___ Passage shown

= Capital surplus =

Equity reserve (share premium) above par value

Capital surplus, also called share premium, is an account which may appear on a corporation's balance sheet, as a component of shareholders' equity, which represents the amount the corporation raises on the issue of shares in excess of their par value (nominal value) of the shares (common stock).

This is called Additional paid in capital in US GAAP terminology but, additional paid in capital is not limited to share premium. It is a very broad concept and includes tax related and conversion related adjustments.

Taken together, common stock (and sometimes preferred stock) issued and paid (plus capital surplus) represent the total amount actually paid by investors for shares when issued (assuming no subsequent adjustments or changes).

Shares for which there is no par value will generally not have any form of capital surplus on the balance sheet; all funds from issuing shares will be credited to common stock issued.

Some other scenarios for triggering a capital surplus include when the Government donates a piece of land to the company.

The capital surplus/share premium account (SPA) is generally not distributable, but may be used to:
- write off the expenses/commission relating to the issue of those shares, or
- make a bonus share issue of fully paid-up shares.

Within the framework of capital increase by share premium a larger proportion of capital increase is placed into a capital reserve while the subscribed capital is increased by a minimum amount. This is because the initial losses are covered by the capital reserve. If capital increase was carried out fully or to a significant degree through the increase of subscribed capital, equity could easily fall to below the subscribed capital due to the losses.

______

**Brief A**
Duplicate the capital surplus passage verbatim, from its title line through the final sentence.
**Brief B**
Set down verbatim every line of the entries from the one containing "Task: tag the grass" down to the last line of the entries, inclusive.

___ Data section

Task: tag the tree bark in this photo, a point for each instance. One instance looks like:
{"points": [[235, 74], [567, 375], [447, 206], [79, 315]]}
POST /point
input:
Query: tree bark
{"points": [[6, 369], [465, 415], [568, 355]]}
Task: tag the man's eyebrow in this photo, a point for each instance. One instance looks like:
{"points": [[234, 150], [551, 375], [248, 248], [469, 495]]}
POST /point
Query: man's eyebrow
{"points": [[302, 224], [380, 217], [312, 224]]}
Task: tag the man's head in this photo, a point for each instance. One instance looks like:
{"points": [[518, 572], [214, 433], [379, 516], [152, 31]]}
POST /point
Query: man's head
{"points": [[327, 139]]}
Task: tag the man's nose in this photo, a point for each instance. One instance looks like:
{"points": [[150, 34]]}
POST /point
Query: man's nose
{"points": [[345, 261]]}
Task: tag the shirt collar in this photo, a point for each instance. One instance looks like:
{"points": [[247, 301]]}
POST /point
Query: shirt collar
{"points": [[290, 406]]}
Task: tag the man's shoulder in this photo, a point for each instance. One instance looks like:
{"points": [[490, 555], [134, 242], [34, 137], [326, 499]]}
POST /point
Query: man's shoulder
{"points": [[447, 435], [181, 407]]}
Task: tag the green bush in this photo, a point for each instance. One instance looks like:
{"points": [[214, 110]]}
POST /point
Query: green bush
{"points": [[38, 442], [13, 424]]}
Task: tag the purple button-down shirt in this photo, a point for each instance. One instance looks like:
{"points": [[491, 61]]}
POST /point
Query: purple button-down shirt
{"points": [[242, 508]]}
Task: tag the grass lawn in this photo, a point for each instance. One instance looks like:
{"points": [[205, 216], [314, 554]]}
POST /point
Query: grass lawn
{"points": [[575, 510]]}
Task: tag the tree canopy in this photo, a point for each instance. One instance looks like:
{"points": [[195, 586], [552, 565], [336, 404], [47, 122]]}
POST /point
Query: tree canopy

______

**Complete response A**
= Capital surplus =

Equity reserve (share premium) above par value

Capital surplus, also called share premium, is an account which may appear on a corporation's balance sheet, as a component of shareholders' equity, which represents the amount the corporation raises on the issue of shares in excess of their par value (nominal value) of the shares (common stock).

This is called Additional paid in capital in US GAAP terminology but, additional paid in capital is not limited to share premium. It is a very broad concept and includes tax related and conversion related adjustments.

Taken together, common stock (and sometimes preferred stock) issued and paid (plus capital surplus) represent the total amount actually paid by investors for shares when issued (assuming no subsequent adjustments or changes).

Shares for which there is no par value will generally not have any form of capital surplus on the balance sheet; all funds from issuing shares will be credited to common stock issued.

Some other scenarios for triggering a capital surplus include when the Government donates a piece of land to the company.

The capital surplus/share premium account (SPA) is generally not distributable, but may be used to:
- write off the expenses/commission relating to the issue of those shares, or
- make a bonus share issue of fully paid-up shares.

Within the framework of capital increase by share premium a larger proportion of capital increase is placed into a capital reserve while the subscribed capital is increased by a minimum amount. This is because the initial losses are covered by the capital reserve. If capital increase was carried out fully or to a significant degree through the increase of subscribed capital, equity could easily fall to below the subscribed capital due to the losses.

**Complete response B**
Task: tag the grass lawn in this photo, a point for each instance. One instance looks like:
{"points": [[205, 216], [314, 554]]}
POST /point
Query: grass lawn
{"points": [[575, 510]]}
Task: tag the tree canopy in this photo, a point for each instance. One instance looks like:
{"points": [[195, 586], [552, 565], [336, 404], [47, 122]]}
POST /point
Query: tree canopy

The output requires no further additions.